**Problem details:**
Each entry below needs to be reproduced exactly as given.

**Entries provided:**
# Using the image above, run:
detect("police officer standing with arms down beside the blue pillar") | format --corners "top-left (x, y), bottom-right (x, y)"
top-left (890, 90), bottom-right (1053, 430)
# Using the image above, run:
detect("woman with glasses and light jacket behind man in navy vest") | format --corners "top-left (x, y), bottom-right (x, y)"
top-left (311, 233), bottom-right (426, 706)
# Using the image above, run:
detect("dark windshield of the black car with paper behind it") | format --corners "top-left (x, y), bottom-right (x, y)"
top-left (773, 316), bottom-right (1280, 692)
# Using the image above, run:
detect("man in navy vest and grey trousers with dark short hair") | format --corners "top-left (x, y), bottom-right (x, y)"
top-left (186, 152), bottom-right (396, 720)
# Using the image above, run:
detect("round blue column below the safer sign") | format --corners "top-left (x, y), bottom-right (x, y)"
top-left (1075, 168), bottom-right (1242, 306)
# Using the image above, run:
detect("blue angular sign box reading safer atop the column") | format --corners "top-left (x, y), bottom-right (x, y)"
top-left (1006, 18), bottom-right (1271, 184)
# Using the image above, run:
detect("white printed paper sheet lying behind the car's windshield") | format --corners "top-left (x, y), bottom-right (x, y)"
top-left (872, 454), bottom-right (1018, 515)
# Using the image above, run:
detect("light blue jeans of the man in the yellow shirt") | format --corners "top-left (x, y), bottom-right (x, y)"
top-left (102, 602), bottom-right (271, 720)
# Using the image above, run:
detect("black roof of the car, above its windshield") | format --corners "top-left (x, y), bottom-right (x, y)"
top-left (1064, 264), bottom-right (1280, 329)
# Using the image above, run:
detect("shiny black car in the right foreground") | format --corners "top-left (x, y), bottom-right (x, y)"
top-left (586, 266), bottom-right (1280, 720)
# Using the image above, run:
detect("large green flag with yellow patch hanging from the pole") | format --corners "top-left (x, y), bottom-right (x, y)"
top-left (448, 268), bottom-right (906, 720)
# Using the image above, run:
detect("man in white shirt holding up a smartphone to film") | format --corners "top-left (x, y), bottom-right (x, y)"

**Solution for this exercise:**
# Using the image above, run:
detect("police officer standing with arms down beside the blue pillar") | format --corners "top-left (x, y), bottom-right (x, y)"
top-left (890, 90), bottom-right (1053, 430)
# Using the image above, run:
detect("woman with glasses and light jacket behind man in navy vest") | format --corners "top-left (x, y), bottom-right (x, y)"
top-left (311, 233), bottom-right (426, 706)
# Using the image above, run:
detect("dark windshield of the black car with paper behind it") | format --corners "top-left (x, y), bottom-right (x, y)"
top-left (773, 316), bottom-right (1280, 692)
# Using the image above, run:
detect("man in navy vest and grey trousers with dark short hair") | format --corners "top-left (x, y), bottom-right (x, y)"
top-left (186, 152), bottom-right (396, 720)
# Using the image above, run:
detect("round blue column below the safer sign") | format --corners "top-left (x, y), bottom-right (x, y)"
top-left (1075, 168), bottom-right (1242, 306)
# Using the image above, run:
detect("blue angular sign box reading safer atop the column") | format --corners "top-left (x, y), bottom-right (x, y)"
top-left (1006, 18), bottom-right (1271, 184)
# Using the image above, run:
detect("white printed paper sheet lying behind the car's windshield") | format --corners "top-left (x, y), bottom-right (x, y)"
top-left (872, 454), bottom-right (1018, 515)
# Using the image above, run:
detect("light blue jeans of the man in the yellow shirt") | format --corners "top-left (x, y), bottom-right (x, y)"
top-left (102, 602), bottom-right (271, 720)
# Using the image above, run:
detect("black roof of the car, above its windshield") | format --corners "top-left (x, y), bottom-right (x, y)"
top-left (1064, 264), bottom-right (1280, 329)
# Using the image above, run:
detect("shiny black car in the right foreground") | format --corners "top-left (x, y), bottom-right (x, y)"
top-left (586, 266), bottom-right (1280, 720)
# Using the image above, run:
detect("large green flag with yellow patch hanging from the pole") | format --corners "top-left (x, y), bottom-right (x, y)"
top-left (448, 268), bottom-right (906, 720)
# Using the image above, run:
detect("man in white shirt holding up a smartphone to film") | format --corners "top-left (x, y), bottom-right (x, y)"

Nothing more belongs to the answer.